- [How to complete this task] From the line containing "I'd really appreciate it if you could identify the hazy" down to the last line of the records below, copy every line exactly. Leave out everything before it.

- [Extracted entries]

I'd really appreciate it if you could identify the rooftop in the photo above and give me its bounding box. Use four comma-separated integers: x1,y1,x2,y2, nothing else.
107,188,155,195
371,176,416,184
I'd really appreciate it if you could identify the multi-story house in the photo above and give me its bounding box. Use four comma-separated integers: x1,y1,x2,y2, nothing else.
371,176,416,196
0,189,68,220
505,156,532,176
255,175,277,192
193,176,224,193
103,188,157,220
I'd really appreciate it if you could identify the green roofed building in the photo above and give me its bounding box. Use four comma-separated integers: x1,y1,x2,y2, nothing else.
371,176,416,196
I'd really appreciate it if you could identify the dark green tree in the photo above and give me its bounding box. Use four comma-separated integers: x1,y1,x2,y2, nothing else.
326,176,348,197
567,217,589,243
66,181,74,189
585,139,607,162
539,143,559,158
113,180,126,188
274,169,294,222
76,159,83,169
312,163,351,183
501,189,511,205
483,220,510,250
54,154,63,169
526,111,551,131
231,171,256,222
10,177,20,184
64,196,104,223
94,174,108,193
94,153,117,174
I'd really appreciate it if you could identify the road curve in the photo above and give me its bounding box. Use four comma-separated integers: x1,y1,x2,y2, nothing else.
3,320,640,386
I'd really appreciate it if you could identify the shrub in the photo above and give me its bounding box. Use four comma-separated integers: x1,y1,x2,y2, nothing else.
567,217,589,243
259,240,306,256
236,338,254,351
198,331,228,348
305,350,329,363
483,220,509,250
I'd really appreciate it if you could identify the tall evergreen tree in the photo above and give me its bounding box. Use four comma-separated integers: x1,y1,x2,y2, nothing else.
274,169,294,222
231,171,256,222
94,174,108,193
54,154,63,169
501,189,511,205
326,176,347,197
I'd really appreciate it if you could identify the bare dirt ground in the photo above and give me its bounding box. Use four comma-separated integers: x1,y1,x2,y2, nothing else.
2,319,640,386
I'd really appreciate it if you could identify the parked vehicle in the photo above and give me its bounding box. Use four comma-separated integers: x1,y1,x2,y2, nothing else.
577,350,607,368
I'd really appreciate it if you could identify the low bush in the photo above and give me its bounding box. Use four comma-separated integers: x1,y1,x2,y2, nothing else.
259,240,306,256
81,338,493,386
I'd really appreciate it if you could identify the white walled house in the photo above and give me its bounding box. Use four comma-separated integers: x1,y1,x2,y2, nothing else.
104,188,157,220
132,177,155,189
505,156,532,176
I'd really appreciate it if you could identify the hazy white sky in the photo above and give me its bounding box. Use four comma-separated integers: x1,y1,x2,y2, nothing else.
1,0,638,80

- [Result of the task]
I'd really appreciate it if you could identify the hazy white sky in the photo above and give me its bounding box. Use four comma-separated integers: x1,y1,x2,y2, nothing else.
1,0,638,80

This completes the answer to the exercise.